▸ **What you are asked to do**
Produce an exact copy of the lines from the line containing "reflection of light" through the last line of the entries below, and only those lines.

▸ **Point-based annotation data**
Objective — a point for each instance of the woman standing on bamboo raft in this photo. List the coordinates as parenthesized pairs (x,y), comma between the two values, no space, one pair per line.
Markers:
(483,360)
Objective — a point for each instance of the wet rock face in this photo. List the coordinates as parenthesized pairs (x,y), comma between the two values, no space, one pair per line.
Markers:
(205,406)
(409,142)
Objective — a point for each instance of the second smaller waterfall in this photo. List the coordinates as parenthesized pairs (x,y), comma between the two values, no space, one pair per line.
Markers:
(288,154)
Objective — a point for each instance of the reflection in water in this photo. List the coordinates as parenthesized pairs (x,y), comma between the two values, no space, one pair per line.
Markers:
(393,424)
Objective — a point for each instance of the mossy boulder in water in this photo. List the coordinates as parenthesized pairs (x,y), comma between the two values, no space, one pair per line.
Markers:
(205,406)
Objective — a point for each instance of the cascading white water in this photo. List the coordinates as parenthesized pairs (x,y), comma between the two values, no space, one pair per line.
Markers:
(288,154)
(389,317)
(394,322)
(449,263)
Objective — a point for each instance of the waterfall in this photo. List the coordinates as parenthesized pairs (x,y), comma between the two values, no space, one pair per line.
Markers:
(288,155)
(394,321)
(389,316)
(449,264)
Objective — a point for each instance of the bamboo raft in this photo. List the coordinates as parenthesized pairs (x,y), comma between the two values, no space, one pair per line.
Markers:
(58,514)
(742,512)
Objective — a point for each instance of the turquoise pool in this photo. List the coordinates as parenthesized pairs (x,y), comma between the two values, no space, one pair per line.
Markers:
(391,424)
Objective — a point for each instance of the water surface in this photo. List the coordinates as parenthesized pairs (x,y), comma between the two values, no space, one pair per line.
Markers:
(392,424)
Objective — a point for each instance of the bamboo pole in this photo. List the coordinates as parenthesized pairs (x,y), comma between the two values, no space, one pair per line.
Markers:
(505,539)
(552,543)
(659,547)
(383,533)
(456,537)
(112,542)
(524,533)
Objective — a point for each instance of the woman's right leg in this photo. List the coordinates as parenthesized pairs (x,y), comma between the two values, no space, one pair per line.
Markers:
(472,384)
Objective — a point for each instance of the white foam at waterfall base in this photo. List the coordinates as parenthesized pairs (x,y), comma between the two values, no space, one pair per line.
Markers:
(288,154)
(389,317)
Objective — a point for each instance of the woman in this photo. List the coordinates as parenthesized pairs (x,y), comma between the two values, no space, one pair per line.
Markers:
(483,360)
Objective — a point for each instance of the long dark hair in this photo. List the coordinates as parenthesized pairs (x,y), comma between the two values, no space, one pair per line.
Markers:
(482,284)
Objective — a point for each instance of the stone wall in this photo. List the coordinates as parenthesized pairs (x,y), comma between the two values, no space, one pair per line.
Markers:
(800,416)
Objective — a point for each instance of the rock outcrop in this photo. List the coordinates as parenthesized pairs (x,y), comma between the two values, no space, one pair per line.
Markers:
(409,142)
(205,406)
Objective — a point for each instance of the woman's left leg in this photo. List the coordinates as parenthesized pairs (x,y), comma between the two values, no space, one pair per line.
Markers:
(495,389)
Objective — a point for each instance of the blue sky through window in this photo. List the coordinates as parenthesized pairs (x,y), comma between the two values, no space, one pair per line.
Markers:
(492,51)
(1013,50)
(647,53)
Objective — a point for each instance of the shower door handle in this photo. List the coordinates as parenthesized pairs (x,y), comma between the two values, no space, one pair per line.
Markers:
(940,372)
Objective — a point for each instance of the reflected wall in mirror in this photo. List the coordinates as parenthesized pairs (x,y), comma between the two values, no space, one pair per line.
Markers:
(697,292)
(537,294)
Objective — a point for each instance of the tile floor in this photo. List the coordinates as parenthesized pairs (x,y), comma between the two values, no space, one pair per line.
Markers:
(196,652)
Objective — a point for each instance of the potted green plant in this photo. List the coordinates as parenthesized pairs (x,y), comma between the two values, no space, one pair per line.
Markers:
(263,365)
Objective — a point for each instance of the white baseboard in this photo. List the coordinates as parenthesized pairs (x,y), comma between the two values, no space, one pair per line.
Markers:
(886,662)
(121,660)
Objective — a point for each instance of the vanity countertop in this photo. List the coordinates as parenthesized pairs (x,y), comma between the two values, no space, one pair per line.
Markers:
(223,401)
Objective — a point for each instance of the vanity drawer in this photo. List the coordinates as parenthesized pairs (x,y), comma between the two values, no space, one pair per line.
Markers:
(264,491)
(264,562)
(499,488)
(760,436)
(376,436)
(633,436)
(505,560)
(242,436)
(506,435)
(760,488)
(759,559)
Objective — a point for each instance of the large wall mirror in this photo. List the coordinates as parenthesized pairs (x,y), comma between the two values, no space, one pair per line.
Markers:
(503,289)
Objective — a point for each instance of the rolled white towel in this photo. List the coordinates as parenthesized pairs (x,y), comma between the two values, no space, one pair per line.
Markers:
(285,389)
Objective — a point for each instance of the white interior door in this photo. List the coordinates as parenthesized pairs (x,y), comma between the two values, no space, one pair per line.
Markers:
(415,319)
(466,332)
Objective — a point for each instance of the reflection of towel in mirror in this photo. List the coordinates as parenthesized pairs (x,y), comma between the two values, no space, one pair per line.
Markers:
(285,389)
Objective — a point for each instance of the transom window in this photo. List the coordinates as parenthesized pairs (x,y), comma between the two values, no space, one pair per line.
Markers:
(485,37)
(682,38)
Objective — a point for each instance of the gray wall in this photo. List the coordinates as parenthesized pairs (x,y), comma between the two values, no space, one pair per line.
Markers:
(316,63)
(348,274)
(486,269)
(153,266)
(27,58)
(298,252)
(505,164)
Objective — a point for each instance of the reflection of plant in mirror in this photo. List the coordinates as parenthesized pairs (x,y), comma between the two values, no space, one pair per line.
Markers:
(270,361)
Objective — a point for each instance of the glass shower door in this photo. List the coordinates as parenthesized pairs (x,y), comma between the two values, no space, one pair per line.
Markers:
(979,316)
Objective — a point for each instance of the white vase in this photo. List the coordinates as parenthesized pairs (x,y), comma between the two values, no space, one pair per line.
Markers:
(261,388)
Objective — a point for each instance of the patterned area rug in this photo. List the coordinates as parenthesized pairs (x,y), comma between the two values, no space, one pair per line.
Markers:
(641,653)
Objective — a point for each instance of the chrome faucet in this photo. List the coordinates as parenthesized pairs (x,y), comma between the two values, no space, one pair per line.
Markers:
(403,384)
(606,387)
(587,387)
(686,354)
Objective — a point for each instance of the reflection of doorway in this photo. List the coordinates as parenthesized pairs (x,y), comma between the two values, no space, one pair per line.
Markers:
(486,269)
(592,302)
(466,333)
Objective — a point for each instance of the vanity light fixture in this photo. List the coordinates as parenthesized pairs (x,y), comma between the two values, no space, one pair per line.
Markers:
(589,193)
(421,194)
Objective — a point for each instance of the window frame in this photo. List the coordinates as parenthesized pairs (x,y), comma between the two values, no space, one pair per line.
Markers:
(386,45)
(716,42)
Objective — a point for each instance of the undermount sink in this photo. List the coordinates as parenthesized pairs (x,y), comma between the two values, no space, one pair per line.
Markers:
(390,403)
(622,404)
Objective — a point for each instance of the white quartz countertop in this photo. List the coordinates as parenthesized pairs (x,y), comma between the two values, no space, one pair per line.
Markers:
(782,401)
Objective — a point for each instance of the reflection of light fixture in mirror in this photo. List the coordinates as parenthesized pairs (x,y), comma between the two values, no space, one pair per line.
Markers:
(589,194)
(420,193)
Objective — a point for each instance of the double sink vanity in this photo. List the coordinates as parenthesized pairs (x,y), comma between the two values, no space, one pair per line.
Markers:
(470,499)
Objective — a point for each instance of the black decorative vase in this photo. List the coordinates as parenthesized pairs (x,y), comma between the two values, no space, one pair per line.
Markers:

▸ **Solution to the problem**
Objective — a point for each instance of the reflection of light fixture in mirror in this photo. List the coordinates as parenthesized pairs (x,y), comma between the two values, no space, one pair per line.
Markers:
(589,194)
(420,193)
Objective — a point for each instance of the double sink vanity in this photo. List the coordinates as parenthesized pairs (x,y), comma between the two values, no space, one pair per line.
Markers:
(470,499)
Objective — a point for each instance of the black decorative vase in this photo. List the coordinates as parenthesized pairs (x,y), comma between the two values, no space, one pair per line.
Markers:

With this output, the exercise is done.